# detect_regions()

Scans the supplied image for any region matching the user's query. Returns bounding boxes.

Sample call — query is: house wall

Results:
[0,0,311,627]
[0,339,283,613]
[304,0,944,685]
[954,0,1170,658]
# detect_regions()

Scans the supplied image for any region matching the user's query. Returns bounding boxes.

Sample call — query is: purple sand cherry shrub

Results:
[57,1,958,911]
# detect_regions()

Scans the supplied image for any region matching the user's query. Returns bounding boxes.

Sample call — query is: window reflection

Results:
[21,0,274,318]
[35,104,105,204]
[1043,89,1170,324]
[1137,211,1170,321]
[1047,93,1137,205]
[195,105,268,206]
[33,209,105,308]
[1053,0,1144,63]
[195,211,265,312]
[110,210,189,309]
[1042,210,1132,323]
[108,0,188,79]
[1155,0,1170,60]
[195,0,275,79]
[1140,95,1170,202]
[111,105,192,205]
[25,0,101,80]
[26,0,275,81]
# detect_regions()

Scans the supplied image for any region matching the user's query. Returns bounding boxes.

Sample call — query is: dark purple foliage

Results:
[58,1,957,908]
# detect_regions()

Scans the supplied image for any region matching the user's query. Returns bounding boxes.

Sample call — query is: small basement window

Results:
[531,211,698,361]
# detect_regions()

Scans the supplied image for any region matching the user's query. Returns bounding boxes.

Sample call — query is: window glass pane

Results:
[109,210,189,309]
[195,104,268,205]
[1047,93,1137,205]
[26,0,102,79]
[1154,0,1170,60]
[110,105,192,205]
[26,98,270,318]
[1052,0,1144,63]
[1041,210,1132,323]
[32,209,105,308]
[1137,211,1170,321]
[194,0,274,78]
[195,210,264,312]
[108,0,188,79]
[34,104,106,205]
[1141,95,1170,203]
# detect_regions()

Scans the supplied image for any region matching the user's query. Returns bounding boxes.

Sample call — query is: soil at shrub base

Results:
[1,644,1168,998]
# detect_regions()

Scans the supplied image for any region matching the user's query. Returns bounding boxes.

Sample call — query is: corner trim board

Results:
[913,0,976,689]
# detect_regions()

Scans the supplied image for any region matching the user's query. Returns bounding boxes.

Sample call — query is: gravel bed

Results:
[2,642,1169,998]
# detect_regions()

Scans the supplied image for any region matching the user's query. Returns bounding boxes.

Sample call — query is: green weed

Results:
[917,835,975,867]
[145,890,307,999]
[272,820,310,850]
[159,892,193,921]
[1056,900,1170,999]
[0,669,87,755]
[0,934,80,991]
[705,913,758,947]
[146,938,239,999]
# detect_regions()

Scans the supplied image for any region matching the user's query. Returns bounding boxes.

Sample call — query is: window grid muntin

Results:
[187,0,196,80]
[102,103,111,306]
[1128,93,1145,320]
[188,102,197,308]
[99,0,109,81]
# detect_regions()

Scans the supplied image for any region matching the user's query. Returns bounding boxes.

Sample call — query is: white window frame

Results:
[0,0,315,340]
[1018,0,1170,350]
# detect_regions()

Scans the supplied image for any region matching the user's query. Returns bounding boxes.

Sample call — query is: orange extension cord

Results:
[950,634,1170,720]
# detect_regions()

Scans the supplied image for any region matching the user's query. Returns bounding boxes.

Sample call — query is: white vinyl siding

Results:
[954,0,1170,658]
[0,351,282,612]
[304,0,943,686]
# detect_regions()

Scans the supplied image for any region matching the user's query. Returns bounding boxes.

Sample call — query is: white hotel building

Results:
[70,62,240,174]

++++++++++++++++++++

Would you print, exactly as written, every line above from the one holding "Sample call — query is: small basement window" through the one holding "Sample call — query is: window glass pane", with both included and no other lines?

Sample call — query is: small basement window

Results:
[531,211,698,361]
# detect_regions()

Scans the supplied image for any region matching the user's query. Returns bounding boxes.

Sample call — query is: window glass pane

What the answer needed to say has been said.